P Chidambaram has always been remembered for his Dream Budget of 1997. But people were worried about the Common Minimum Programme (CMP) and the influence of the Left.
 
If we analyse the budget proposals, the fact is that the worst fears have not come true and many expectations have not been met either. In a nutshell it is a balanced budget.
 
Chidambaram has manoeuvred carefully to meet the aspirations of a large section of society by hurting a small section who can afford it.
 
Let's look at how some proposals affect tax payers, senior citizens and small investors.
 
New taxes "" fresh sources of collecting revenue
An education cess at 2 per cent has been levied on all kinds of taxes whether direct or indirect. This means that all tax payers will now pay an additional 2 per cent of the tax amount irrespective of the tax slab or the type of tax.
 
That means this will be imposed on income tax, service tax, custom duty, excise et al. The impact of cess on the pocket of tax payers is shown in the table.

Your task:
Repeat word for word the portion of the budget passage starting at "P Chidambaram has" and ending at "and small investors.".

Data extract:
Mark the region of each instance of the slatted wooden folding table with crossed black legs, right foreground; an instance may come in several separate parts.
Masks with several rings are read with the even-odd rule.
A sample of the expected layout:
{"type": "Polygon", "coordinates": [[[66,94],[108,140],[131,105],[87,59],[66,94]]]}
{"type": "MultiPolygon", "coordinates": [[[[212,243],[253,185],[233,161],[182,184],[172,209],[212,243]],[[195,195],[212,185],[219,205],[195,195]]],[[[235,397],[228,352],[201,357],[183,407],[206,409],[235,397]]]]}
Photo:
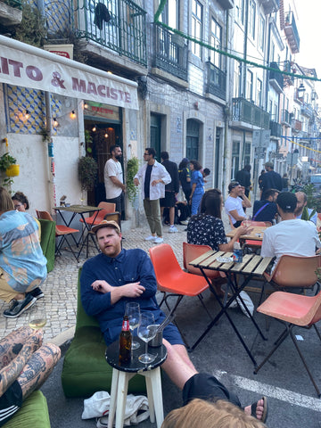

Exercise output:
P Chidambaram has always been remembered for his Dream Budget of 1997. But people were worried about the Common Minimum Programme (CMP) and the influence of the Left.
 
If we analyse the budget proposals, the fact is that the worst fears have not come true and many expectations have not been met either. In a nutshell it is a balanced budget.
 
Chidambaram has manoeuvred carefully to meet the aspirations of a large section of society by hurting a small section who can afford it.
 
Let's look at how some proposals affect tax payers, senior citizens and small investors.